◆ What needs to be done ◆
Report each line of the material below that contains the string "tufted". Letter case must match.

[Start of Records provided]

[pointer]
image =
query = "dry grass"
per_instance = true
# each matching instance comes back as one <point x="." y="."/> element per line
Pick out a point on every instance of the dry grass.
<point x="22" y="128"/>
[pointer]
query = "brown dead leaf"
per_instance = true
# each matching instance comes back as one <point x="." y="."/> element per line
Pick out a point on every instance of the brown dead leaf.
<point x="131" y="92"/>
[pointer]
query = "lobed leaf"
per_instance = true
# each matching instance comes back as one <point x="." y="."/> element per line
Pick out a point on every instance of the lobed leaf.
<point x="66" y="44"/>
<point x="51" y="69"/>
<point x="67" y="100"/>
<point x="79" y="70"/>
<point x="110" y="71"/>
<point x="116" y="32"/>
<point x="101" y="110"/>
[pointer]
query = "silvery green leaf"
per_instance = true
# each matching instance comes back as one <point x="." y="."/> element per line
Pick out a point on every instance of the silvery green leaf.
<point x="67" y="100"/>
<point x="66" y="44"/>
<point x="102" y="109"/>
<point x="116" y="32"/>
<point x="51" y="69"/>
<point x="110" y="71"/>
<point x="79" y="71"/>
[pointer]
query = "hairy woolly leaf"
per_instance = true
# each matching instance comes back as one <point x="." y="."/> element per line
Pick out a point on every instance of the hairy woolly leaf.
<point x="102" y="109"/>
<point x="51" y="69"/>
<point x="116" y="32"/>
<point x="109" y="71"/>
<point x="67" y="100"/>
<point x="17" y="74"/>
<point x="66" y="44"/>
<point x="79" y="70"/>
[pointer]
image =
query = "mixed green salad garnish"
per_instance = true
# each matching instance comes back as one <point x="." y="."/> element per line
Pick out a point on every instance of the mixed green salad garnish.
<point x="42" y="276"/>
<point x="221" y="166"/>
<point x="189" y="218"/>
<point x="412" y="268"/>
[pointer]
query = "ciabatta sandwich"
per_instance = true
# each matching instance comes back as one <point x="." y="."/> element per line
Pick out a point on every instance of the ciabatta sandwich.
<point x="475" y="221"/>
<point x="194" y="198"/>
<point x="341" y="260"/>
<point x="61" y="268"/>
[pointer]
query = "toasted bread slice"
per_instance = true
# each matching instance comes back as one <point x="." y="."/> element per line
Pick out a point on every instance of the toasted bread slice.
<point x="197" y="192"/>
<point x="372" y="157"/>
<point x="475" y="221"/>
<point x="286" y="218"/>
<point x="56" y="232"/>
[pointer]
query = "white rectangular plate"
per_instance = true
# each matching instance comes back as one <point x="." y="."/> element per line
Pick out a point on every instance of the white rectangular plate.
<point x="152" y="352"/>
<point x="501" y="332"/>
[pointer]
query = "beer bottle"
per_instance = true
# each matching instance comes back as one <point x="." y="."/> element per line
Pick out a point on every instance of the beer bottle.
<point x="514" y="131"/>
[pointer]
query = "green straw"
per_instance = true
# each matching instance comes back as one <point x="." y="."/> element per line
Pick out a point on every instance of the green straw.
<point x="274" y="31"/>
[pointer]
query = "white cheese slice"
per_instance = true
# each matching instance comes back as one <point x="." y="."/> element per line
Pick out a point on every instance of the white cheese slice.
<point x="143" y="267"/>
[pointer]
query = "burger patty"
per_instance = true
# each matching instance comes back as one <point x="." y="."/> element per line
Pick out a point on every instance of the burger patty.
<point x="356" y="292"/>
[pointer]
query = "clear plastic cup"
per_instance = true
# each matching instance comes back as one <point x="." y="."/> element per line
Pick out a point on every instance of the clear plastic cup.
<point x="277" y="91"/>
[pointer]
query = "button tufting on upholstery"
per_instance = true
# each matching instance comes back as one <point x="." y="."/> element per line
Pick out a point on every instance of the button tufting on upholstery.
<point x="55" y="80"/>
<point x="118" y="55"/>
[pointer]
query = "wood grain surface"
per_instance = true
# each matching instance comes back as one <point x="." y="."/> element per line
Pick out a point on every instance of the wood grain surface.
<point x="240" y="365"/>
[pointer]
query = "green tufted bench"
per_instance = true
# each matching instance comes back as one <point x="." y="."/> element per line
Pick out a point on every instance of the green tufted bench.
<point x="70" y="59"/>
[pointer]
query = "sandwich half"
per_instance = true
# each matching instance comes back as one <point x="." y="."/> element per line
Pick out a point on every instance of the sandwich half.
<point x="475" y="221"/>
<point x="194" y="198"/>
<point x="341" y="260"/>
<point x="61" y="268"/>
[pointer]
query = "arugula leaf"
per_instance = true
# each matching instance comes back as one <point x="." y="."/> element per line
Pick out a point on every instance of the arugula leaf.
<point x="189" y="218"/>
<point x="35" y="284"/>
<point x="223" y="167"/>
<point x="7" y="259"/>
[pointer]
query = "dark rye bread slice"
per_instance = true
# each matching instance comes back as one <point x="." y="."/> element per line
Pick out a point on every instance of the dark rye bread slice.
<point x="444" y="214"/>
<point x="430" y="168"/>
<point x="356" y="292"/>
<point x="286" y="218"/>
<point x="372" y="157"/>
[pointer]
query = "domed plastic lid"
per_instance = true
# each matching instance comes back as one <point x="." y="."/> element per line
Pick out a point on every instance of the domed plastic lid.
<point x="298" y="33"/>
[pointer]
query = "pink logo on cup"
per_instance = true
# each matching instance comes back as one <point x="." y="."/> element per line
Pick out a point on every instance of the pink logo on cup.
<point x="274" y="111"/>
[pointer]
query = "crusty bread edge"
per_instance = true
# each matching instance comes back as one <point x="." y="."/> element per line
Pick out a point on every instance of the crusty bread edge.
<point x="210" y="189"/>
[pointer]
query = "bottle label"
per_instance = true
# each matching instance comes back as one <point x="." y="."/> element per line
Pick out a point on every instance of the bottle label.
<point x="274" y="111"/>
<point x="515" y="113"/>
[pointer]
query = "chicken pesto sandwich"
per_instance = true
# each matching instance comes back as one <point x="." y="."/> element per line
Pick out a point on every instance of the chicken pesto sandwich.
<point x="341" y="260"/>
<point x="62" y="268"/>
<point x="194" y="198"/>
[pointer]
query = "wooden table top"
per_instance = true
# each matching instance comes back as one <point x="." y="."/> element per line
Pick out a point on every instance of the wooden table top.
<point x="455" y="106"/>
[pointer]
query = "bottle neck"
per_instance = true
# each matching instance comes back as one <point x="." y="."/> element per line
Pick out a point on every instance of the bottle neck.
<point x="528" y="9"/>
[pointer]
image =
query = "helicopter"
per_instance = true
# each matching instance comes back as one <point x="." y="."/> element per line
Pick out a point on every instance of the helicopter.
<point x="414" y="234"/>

[End of Records provided]

◆ Exercise answer ◆
query = "green tufted bench"
Pick out a point on every instance of the green tufted bench.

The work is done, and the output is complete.